§ **TASK**:
Report the lines of the data below that contain the string "jeans".

--- DATASET Enclosed Below ---

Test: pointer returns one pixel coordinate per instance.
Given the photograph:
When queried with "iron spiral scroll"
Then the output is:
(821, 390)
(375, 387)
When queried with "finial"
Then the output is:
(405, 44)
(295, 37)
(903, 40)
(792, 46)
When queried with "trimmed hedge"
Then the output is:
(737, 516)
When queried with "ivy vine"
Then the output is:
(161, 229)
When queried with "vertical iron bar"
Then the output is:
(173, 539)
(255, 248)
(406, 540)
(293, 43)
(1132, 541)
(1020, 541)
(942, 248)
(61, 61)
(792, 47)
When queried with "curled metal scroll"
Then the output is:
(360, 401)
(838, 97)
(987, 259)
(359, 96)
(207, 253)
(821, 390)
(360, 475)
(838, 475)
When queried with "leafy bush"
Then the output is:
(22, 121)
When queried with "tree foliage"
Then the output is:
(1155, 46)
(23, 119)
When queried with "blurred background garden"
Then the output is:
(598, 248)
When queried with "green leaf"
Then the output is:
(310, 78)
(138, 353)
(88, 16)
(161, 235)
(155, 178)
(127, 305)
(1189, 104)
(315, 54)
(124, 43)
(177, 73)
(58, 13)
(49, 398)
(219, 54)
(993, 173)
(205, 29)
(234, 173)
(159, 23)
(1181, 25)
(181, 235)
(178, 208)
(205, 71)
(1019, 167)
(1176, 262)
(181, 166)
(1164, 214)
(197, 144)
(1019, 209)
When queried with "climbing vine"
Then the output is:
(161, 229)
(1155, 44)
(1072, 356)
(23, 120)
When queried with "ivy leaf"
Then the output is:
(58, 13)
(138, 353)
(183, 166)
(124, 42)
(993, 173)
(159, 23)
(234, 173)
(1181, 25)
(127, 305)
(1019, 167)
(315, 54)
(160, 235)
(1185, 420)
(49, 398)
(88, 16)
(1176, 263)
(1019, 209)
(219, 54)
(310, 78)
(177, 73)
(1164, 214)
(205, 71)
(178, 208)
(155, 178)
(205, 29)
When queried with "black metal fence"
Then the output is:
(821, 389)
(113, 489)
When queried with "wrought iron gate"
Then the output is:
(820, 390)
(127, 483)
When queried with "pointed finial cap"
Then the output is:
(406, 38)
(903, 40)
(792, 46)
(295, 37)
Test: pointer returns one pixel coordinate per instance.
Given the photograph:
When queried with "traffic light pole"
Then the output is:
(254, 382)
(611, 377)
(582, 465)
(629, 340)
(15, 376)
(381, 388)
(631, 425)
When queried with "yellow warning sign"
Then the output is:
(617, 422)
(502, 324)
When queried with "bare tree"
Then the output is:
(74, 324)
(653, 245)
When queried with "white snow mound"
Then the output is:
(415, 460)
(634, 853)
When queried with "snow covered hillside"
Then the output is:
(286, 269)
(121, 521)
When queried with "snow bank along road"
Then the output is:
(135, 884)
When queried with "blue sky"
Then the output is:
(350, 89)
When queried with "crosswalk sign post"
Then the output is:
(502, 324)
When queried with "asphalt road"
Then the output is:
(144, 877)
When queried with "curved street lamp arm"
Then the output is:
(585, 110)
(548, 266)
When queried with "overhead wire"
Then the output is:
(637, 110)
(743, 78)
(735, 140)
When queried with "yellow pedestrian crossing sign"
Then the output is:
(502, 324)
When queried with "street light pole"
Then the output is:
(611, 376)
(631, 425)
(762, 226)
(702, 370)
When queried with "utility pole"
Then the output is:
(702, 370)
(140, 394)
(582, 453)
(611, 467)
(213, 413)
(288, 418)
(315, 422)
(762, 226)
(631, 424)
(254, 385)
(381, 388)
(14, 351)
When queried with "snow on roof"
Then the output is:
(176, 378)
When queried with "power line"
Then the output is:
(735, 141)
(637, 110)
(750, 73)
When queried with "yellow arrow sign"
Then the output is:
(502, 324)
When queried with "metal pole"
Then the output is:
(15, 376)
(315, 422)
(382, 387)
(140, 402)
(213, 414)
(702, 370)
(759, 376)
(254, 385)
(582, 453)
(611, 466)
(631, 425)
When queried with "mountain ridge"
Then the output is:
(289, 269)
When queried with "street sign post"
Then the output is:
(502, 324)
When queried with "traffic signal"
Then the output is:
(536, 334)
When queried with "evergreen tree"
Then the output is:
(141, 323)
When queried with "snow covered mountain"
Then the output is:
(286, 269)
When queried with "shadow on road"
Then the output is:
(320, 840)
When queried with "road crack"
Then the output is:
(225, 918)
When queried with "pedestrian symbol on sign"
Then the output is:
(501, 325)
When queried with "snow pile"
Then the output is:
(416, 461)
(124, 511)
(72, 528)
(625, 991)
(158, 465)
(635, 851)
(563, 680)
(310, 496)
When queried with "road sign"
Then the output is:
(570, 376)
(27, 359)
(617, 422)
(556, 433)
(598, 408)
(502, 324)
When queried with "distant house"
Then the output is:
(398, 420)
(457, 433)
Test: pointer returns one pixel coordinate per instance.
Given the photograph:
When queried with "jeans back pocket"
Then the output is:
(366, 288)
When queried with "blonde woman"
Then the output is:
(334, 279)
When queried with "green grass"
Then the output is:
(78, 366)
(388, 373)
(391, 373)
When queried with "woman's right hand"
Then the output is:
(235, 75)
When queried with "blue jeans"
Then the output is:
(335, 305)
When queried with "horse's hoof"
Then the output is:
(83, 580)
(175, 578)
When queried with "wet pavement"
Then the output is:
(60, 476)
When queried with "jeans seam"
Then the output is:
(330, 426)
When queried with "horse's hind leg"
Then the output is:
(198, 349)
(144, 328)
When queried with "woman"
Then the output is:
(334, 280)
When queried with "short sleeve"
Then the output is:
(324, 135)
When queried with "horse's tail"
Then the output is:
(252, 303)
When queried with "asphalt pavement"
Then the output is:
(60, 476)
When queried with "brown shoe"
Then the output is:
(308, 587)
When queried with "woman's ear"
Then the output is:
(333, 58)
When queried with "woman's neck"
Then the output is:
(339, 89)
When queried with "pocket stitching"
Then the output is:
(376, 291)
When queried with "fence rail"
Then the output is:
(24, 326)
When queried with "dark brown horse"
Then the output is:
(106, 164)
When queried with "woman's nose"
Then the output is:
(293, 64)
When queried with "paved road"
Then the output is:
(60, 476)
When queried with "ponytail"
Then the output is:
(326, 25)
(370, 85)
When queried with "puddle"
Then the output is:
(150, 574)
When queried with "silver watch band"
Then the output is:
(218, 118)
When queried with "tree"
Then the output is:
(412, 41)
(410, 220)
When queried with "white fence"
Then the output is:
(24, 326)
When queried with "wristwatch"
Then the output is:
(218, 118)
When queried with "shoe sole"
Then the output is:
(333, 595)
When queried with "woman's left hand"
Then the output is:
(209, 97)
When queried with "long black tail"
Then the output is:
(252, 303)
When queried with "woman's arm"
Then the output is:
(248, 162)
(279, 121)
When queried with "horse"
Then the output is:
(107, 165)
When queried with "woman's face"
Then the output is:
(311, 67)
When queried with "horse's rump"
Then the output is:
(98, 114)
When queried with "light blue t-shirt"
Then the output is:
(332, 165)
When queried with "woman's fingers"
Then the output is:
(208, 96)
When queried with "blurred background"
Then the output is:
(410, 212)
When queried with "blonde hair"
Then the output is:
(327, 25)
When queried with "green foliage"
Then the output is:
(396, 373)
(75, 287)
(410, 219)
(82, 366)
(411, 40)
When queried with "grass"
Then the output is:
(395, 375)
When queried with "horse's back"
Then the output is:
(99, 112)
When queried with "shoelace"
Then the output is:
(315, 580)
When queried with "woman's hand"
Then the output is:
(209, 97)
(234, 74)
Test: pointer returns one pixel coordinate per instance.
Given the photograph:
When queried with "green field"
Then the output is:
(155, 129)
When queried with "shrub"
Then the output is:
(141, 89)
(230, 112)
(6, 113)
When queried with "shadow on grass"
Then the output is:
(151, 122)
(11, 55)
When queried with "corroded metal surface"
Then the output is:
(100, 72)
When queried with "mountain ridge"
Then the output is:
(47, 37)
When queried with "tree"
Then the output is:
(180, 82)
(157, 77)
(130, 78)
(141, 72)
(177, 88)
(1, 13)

--- End of Enclosed DATASET ---

§ **ANSWER SPACE**:
When queried with "jeans back pocket"
When queried with "blue jeans"
When queried with "jeans seam"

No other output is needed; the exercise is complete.